Give each line below as one string in a JSON list, one string per line, skipping blank lines. Cover every line of the listing.

» **Excerpted records**:
****************

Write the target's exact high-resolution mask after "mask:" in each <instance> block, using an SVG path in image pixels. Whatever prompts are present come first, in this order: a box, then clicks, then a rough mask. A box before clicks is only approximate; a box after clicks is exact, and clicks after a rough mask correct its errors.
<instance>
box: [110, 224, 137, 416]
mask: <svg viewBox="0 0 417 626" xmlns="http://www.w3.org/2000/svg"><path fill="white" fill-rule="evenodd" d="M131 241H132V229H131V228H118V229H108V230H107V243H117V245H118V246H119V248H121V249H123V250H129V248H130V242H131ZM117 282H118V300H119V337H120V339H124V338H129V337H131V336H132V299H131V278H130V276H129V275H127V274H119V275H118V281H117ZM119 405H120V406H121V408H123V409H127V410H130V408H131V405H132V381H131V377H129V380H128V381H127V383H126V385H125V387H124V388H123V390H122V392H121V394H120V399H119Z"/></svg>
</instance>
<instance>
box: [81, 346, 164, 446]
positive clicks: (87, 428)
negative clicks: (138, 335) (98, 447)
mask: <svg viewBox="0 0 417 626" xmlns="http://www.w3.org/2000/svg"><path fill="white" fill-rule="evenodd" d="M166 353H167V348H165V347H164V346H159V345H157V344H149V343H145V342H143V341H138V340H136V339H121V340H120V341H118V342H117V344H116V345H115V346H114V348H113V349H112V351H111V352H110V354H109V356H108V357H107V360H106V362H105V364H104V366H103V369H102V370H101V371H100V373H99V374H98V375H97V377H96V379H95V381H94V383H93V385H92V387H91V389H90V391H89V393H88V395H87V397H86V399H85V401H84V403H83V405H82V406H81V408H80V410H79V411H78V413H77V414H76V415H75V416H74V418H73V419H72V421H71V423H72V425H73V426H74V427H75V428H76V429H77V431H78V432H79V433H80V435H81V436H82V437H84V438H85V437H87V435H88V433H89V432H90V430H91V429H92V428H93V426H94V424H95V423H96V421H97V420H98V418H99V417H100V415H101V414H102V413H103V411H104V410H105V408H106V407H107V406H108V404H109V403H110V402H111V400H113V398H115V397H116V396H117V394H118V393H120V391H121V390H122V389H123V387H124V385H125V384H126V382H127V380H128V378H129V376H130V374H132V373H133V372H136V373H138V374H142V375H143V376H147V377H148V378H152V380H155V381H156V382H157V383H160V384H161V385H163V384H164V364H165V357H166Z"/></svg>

****************

» **Answer to this exercise**:
[
  "Write the target's exact high-resolution mask after \"mask:\" in each <instance> block, using an SVG path in image pixels. Whatever prompts are present come first, in this order: a box, then clicks, then a rough mask. A box before clicks is only approximate; a box after clicks is exact, and clicks after a rough mask correct its errors.",
  "<instance>",
  "box: [110, 224, 137, 416]",
  "mask: <svg viewBox=\"0 0 417 626\" xmlns=\"http://www.w3.org/2000/svg\"><path fill=\"white\" fill-rule=\"evenodd\" d=\"M131 241H132V229H131V228H118V229H108V230H107V243H117V245H118V246H119V248H121V249H123V250H129V248H130V242H131ZM117 282H118V300H119V337H120V339H124V338H129V337H131V336H132V299H131V278H130V276H129V275H127V274H119V275H118V281H117ZM119 405H120V406H121V408H123V409H127V410H130V408H131V405H132V381H131V377H129V380H128V381H127V383H126V385H125V387H124V388H123V390H122V392H121V394H120V399H119Z\"/></svg>",
  "</instance>",
  "<instance>",
  "box: [81, 346, 164, 446]",
  "positive clicks: (87, 428)",
  "negative clicks: (138, 335) (98, 447)",
  "mask: <svg viewBox=\"0 0 417 626\" xmlns=\"http://www.w3.org/2000/svg\"><path fill=\"white\" fill-rule=\"evenodd\" d=\"M166 353H167V348H165V347H164V346H159V345H157V344H149V343H145V342H143V341H138V340H136V339H121V340H120V341H118V342H117V344H116V345H115V346H114V348H113V349H112V351H111V352H110V354H109V356H108V357H107V360H106V362H105V364H104V366H103V369H102V370H101V371H100V373H99V374H98V375H97V377H96V379H95V381H94V383H93V385H92V387H91V389H90V391H89V393H88V395H87V397H86V399H85V401H84V403H83V405H82V406H81V408H80V410H79V411H78V413H77V414H76V415H75V416H74V418H73V419H72V421H71V423H72V425H73V426H74V427H75V428H76V429H77V431H78V432H79V433H80V435H81V436H82V437H84V438H85V437H87V435H88V433H89V432H90V430H91V429H92V428H93V426H94V424H95V423H96V421H97V420H98V418H99V417H100V415H101V414H102V413H103V411H104V410H105V408H106V407H107V406H108V404H109V403H110V402H111V400H113V398H115V397H116V396H117V394H118V393H120V391H121V390H122V389H123V387H124V385H125V384H126V382H127V380H128V378H129V376H130V374H132V373H133V372H136V373H138V374H142V375H143V376H147V377H148V378H152V380H155V381H156V382H157V383H160V384H161V385H163V384H164V364H165V357H166Z\"/></svg>"
]